Reading text
The Algerian Green Dam refers to a project initiated in Algeria in the 1960s to plant millions of trees to stop desertification, specifically to prevent the northward advancement of the Sahara Desert.[1]

The project has progressed and evolved through the 1970s, 80s, 90s, and into the 2000s.

Location of the Algeria Green Dam

The green barrier is located in the pre-Saharan area in Algeria. It stretches between the Moroccan border in the West to the Tunisian border in the East, covering a total distance of approximately 1000 km.

The barrier's width ranges from approximately 20 km between isohyets of 300 mm in the North and 200 mm in the South of Algeria. The project's objective is to recover the extent of the already existing forest to stop the sand expansion. Two types of vegetation were planted: Aleppo pine (Pinus halepensis), which grows easily in this region, and Alfa (Stipa tenacissima).[2][3]

History

The risk of desertification threatens arid and semi-arid regions throughout the world. Population growth, urbanization, an increase in cultivated land areas, overgrazing, and deforestation adding to the effects of climate change exacerbate the issues. Alfa grass cover has decreased while the quality of the grasslands itself is becoming increasingly degraded. According to the UNCCD, recurring droughts and human activities, mainly overgrazing, are the two main driving factors of desertification (Le Houérou, 1996 [4]).

To mitigate this risk, the Algerian authorities developed the Green Dam Project as a massive reforestation program aiming to safeguard and develop the pre-Saharan areas.

Of the 238 million hectares that make up the total land area of Algeria, 200 million are natural deserts, 20 million represent the steppe regions threatened by desertification, and 12 million are mountainous areas threatened by water erosion. 7 million hectares of the 20 steppe regions are highly susceptible to desertification and require a short-term intervention. Several natural factors, like a decrease in rainfall, high thermal amplitude, and dry winds, combined with anthropogenic factors like, cultivation, mechanization, over-grazing, and deforestation accelerate desertification.

With the rapid degradation of Alfa grass steppe, the need for action became more pressing [5]

The late President of Algeria, Houari Boumedien, set up the Green Dam Project. The objective was to establish a 'barrier' of forest spanning the country from east to west in order to halt desertification. The project was halted after his death, but subsequently, the project was relaunched in 1971. [6]

Causes of desertification

The process of deforestation and desertification has disputed origins.

Land use

As early as 1866, French settlers were complaining to the French Government about arson by indigenous Algerians opposed to French rule[7] This perspective was fed by a wider background drawing on both enlightenment thought as well as evidence of environmental degradation in the colonies and during the French Revolution, early conservationists sincerely believed that Mediterranean pastoralism posed a real and severe ecological threat. They blamed pastoralists for deforestation and its perceived environmental and social consequences.

At the turn of the nineteenth century, concern over deforestation was limited to a few disparate voices, and it was dealt with in a handful of laws that were rarely enforced. However, this environmental perspective soon joined forces with political, social, and cultural biases against pastoralism to create a forceful anti-pastoral lobby.[8]

Counter arguments suggest that blaming the indigenous inhabitants for the degradation and subsequent desertification of the landscape, in spite of a lack of evidence that this was the cause, was a Colonial trope to suggest that the original population were incapable of managing their own land and to justify the goals of the Colonia project.[9]

Human factors such as poor agricultural practices are still cited as primary causes of forest fires and deforestation[10][11]

The War for Independence

Similarly, the bombing of forests during the French colonial area has also been cited as a cause of deforestation.

Data shown
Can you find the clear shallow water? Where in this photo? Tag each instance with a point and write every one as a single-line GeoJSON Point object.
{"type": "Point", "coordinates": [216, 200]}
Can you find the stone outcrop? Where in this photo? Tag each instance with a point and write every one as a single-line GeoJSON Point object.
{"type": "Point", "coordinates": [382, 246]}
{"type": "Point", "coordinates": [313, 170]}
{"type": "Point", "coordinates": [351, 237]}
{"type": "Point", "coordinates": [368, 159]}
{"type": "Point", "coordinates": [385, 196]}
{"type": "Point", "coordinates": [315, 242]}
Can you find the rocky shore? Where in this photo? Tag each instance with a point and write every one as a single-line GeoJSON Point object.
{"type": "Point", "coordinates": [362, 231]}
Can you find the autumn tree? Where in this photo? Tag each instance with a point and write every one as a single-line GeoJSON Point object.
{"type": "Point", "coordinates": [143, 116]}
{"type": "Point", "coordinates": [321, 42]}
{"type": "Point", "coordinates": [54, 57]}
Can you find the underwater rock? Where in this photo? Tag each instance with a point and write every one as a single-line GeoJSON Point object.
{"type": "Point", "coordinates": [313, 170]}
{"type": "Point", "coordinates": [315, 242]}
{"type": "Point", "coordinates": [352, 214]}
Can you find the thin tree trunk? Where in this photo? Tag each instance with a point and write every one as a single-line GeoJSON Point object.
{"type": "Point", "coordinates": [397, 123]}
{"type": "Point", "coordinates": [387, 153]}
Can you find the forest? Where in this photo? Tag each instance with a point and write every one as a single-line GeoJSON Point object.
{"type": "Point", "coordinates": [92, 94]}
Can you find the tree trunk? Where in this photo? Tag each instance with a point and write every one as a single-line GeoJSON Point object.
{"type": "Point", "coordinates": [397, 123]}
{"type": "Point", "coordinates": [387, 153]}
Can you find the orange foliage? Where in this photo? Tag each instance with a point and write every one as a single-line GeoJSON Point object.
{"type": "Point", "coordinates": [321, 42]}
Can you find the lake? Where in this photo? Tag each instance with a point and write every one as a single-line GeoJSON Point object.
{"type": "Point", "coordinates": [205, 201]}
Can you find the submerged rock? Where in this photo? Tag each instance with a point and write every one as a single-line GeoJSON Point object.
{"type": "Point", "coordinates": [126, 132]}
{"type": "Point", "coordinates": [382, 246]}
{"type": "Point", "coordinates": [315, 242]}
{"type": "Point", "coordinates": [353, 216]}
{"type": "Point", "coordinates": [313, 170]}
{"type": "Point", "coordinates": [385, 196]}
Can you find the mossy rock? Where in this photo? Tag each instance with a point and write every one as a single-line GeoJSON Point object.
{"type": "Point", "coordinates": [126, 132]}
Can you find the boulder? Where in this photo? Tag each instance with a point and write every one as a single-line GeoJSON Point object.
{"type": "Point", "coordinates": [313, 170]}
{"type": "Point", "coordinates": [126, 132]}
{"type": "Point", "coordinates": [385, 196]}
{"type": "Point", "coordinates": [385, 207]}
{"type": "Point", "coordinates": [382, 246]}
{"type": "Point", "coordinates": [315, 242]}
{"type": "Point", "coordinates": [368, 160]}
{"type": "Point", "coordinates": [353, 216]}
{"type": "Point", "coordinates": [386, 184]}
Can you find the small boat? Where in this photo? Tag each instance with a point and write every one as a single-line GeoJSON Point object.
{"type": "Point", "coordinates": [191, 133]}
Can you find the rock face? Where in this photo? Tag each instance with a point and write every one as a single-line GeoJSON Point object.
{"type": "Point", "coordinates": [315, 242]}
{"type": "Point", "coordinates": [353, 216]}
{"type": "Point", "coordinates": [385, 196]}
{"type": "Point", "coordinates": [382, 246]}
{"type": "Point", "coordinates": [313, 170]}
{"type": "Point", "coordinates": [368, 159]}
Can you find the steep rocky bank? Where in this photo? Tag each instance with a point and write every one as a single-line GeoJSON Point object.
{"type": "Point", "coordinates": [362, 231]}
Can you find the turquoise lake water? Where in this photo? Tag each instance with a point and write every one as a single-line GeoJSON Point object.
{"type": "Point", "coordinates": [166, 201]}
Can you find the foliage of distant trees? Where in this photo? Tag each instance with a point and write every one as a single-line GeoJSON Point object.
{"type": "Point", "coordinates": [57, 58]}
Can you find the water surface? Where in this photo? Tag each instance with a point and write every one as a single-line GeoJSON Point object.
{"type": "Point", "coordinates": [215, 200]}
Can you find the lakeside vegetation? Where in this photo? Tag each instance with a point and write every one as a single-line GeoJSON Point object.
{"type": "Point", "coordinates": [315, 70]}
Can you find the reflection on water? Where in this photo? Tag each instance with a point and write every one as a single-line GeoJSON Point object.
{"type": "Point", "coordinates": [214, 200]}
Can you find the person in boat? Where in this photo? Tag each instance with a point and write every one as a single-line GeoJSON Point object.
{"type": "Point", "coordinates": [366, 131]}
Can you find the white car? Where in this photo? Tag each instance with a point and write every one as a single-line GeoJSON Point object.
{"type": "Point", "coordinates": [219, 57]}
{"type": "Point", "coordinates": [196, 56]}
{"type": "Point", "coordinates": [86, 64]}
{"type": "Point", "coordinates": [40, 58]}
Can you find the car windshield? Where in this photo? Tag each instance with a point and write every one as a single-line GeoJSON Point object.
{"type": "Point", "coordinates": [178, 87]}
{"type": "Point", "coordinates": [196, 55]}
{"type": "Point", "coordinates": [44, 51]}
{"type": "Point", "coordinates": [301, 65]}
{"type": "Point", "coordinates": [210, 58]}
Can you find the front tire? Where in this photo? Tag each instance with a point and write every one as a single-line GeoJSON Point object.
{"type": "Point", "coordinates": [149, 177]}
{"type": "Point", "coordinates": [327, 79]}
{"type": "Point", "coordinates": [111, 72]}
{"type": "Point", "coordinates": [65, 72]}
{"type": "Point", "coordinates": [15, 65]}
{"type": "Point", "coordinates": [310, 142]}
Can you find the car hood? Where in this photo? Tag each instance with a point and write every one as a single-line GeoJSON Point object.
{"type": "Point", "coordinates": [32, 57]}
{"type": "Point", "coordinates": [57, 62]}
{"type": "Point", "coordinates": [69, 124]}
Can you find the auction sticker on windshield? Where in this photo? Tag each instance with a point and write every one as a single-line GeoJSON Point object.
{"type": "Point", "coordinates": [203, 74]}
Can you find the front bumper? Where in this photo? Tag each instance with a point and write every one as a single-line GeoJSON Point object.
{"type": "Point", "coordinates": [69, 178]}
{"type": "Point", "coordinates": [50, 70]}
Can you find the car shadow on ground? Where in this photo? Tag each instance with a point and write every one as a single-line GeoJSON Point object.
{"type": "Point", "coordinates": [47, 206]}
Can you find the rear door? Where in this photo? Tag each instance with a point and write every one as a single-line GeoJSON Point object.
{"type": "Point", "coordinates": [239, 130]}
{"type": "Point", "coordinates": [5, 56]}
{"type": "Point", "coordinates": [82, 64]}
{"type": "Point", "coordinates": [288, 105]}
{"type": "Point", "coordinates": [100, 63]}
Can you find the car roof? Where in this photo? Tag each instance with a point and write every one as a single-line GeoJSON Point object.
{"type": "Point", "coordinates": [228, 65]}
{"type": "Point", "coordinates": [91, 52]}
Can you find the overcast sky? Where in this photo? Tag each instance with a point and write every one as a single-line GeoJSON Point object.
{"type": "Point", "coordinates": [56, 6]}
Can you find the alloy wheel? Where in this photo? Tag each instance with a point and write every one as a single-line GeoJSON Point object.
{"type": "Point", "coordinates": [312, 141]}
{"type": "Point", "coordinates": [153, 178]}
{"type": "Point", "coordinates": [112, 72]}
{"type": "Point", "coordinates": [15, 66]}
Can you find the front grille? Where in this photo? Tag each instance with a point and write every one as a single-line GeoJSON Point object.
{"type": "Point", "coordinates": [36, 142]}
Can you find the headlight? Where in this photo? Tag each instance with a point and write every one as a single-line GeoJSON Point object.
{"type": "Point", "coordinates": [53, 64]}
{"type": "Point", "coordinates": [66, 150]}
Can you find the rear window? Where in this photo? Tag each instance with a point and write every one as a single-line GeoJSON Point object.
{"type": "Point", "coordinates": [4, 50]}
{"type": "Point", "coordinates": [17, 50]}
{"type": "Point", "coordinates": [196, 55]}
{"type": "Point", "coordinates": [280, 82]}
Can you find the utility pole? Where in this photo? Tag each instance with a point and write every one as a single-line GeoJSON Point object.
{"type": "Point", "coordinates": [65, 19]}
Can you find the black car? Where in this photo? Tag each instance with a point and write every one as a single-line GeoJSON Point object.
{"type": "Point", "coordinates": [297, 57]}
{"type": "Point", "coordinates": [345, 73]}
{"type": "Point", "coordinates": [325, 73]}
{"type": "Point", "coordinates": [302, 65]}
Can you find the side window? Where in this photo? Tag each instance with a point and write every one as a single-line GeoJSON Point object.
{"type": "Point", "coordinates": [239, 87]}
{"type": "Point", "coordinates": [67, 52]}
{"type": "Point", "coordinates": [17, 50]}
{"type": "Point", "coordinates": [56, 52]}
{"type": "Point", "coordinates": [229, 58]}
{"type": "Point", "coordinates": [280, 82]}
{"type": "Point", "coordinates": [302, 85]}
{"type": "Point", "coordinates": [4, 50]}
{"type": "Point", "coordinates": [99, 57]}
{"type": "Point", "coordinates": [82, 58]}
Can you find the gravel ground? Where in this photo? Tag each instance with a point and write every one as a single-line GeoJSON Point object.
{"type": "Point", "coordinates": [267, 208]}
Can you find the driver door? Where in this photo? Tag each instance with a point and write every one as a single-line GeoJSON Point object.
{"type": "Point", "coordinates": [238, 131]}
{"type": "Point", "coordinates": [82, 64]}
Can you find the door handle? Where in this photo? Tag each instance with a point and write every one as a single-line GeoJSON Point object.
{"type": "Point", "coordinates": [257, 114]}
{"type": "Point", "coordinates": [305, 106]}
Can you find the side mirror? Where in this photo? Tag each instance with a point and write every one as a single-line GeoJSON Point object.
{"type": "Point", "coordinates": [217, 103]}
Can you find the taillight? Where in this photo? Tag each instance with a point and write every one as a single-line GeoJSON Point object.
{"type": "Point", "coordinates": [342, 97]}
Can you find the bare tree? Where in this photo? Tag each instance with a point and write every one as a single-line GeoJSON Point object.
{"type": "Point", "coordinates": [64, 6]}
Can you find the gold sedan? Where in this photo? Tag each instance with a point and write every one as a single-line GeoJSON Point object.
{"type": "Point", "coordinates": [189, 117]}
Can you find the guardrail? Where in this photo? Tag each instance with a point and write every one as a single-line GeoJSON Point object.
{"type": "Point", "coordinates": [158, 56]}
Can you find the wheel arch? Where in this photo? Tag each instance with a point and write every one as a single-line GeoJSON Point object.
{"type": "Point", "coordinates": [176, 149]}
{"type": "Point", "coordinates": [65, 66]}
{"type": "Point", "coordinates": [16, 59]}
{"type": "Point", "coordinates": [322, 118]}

Instructions
[1] Answer each question from the reading on the Algerian Green Dam.
(a) Between which two borders does the green barrier stretch, and what total distance does it cover?
(b) Of the 238 million hectares of Algeria's total land area, how many are natural deserts?
(c) In what year were French settlers already complaining to the French Government about arson?
[2] Pull out every line of the rows that contains the string "foliage". Case counts.

Outputs by task
[1]
(a) It stretches from the Moroccan border in the West to the Tunisian border in the East, covering approximately 1000 km.
(b) 200 million hectares.
(c) 1866.

[2]
Can you find the orange foliage? Where in this photo? Tag each instance with a point and write every one as a single-line GeoJSON Point object.
Can you find the foliage of distant trees? Where in this photo? Tag each instance with a point and write every one as a single-line GeoJSON Point object.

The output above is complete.